TASK PROMPT: Exactly as written, transcribe the data that follows.

MATERIAL FOR THIS TASK:

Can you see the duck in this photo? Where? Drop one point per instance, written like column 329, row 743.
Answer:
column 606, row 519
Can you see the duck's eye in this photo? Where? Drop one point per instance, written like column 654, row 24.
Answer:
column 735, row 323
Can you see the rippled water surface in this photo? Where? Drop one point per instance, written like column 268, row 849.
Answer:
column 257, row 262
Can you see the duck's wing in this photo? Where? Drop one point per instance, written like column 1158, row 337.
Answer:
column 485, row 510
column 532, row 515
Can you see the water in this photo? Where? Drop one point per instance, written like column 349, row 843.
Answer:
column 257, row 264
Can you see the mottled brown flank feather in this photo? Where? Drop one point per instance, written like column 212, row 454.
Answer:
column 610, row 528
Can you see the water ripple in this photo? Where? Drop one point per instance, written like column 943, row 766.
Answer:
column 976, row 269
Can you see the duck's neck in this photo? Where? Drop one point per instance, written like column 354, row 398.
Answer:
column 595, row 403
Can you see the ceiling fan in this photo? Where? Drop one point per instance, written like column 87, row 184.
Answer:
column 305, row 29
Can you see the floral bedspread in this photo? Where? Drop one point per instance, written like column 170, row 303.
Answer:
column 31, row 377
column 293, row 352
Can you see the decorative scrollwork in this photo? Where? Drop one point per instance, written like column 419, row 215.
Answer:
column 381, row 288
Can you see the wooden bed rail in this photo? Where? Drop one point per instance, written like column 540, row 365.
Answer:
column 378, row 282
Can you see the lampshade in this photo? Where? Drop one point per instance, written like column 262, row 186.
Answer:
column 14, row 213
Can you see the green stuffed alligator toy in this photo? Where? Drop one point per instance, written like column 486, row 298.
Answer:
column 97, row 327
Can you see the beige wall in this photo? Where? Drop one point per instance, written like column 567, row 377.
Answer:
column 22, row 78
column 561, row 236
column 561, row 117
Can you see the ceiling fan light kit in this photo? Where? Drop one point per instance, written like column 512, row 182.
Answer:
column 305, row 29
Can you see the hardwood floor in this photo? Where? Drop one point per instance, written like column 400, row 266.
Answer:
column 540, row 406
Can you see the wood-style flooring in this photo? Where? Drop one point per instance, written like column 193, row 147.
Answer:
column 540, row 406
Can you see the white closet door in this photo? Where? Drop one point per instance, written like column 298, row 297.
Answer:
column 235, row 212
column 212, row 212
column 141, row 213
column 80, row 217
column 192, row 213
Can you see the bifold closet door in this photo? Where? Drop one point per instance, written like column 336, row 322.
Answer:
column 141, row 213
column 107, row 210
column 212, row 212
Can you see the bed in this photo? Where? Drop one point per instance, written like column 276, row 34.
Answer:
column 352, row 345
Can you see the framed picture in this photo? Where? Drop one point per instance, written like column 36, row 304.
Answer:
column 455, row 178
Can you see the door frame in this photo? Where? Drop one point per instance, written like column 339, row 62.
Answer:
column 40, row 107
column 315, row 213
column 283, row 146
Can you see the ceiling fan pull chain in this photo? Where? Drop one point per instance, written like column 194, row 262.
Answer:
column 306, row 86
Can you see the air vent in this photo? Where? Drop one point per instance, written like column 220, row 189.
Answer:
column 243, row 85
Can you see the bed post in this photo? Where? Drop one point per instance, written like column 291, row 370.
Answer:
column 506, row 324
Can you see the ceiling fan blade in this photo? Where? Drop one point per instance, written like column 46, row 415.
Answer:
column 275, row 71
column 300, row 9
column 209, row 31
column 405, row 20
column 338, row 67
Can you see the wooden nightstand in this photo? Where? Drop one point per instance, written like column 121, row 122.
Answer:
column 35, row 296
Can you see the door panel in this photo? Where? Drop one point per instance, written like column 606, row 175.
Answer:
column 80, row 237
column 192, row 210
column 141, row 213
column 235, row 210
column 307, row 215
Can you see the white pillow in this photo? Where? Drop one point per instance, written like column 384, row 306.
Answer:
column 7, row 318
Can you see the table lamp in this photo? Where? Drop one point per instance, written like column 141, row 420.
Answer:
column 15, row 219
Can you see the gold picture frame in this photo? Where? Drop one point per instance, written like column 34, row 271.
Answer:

SOLUTION TO THIS EXERCISE:
Can you see the duck in this photo? Where? Drop one point per instance, written like column 329, row 743.
Answer:
column 606, row 519
Can you see the duck's eye in this photo? Where? Drop one point per instance, written like column 654, row 24.
Answer:
column 735, row 323
Can you see the rippled water surface in this photo? Where? Drop one point per instance, written like column 268, row 849.
Answer:
column 257, row 262
Can you see the duck's wing in this photo? Where? Drop one point per instance, written like column 1158, row 337.
Answer:
column 485, row 510
column 532, row 515
Can you see the water in this photo? Where? Drop one point per instance, written like column 349, row 843.
Answer:
column 257, row 264
Can you see the mottled brown flank feather in this photo? Where? Drop one point per instance, written like column 212, row 454.
Answer:
column 610, row 528
Can you see the water ripple in this photo? Where? Drop one point per instance, written like column 943, row 766.
Answer:
column 976, row 269
Can you see the duck's neck in this photo? Where? Drop one point per instance, written like column 354, row 398.
Answer:
column 595, row 403
Can you see the ceiling fan in this photo? Where? Drop one point per instance, written like column 87, row 184.
Answer:
column 305, row 29
Can you see the floral bedspread in this photo? Where? Drop one point per instance, written like column 170, row 303.
Answer:
column 31, row 377
column 293, row 352
Can you see the decorative scrollwork in this photo? Where? Drop one point per instance, written like column 419, row 215.
Answer:
column 381, row 288
Can you see the wooden bed rail in this photo? Where? Drop one point per instance, written like column 540, row 365.
Answer:
column 378, row 282
Can you see the lampshade in this photo? Where? Drop one point per instance, written like column 262, row 186.
Answer:
column 14, row 213
Can you see the green stuffed alligator toy in this photo? Where? Drop one point per instance, written like column 486, row 298.
Answer:
column 97, row 327
Can you see the beige wall in this photo? Where? Drop one point per instance, written like column 567, row 377.
Answer:
column 22, row 78
column 561, row 236
column 561, row 117
Can you see the ceiling fan light kit in this photo? Where? Drop one point per instance, written like column 512, row 182.
Answer:
column 305, row 29
Can you see the hardwood floor in this photo? Where? Drop one point per instance, written like column 400, row 266.
Answer:
column 540, row 406
Can you see the wood-style flooring in this photo? Where? Drop one point per instance, written like column 193, row 147.
Answer:
column 540, row 406
Can you see the white closet door in this photo? Where? Drop one point per instance, written like column 298, row 297.
Answer:
column 235, row 212
column 212, row 212
column 141, row 213
column 80, row 217
column 192, row 213
Can you see the bifold closet door in this photo? Where? Drop one point per instance, written like column 336, row 322.
Answer:
column 141, row 213
column 107, row 210
column 212, row 212
Can you see the bed in this photo? Where? Drop one point per instance, written like column 276, row 34.
Answer:
column 352, row 345
Can you see the framed picture in this photo? Where? Drop one point per instance, written like column 36, row 304.
Answer:
column 455, row 178
Can you see the door frame in this photo? Where? Drop one point per instance, written like column 339, row 62.
Answer:
column 40, row 107
column 315, row 213
column 283, row 146
Can you see the ceiling fan pull chain in this photo? Where? Drop one point per instance, written like column 194, row 262.
Answer:
column 306, row 86
Can you see the air vent in this photo? Where? Drop one point per instance, written like column 220, row 189.
Answer:
column 243, row 85
Can you see the bed post in this photo? Where? Drop one point per instance, written like column 291, row 370.
Answer:
column 506, row 324
Can you see the ceiling fan blade in this photo? Where? Drop one point per instance, written like column 46, row 415.
Answer:
column 275, row 71
column 300, row 9
column 209, row 31
column 405, row 20
column 338, row 67
Can you see the wooden nightstand in this photo? Where? Drop one point per instance, written like column 121, row 122.
Answer:
column 35, row 296
Can you see the door panel in this photo? Where? Drop one point per instance, written like column 606, row 175.
Answer:
column 80, row 237
column 192, row 210
column 141, row 213
column 235, row 210
column 307, row 215
Can you see the white pillow in this photo? Where? Drop one point per instance, written like column 384, row 306.
Answer:
column 7, row 318
Can you see the table lamp in this photo? Where? Drop one point per instance, written like column 141, row 420.
Answer:
column 15, row 219
Can you see the gold picture frame in this photo? Where? Drop one point per instance, written like column 34, row 271.
Answer:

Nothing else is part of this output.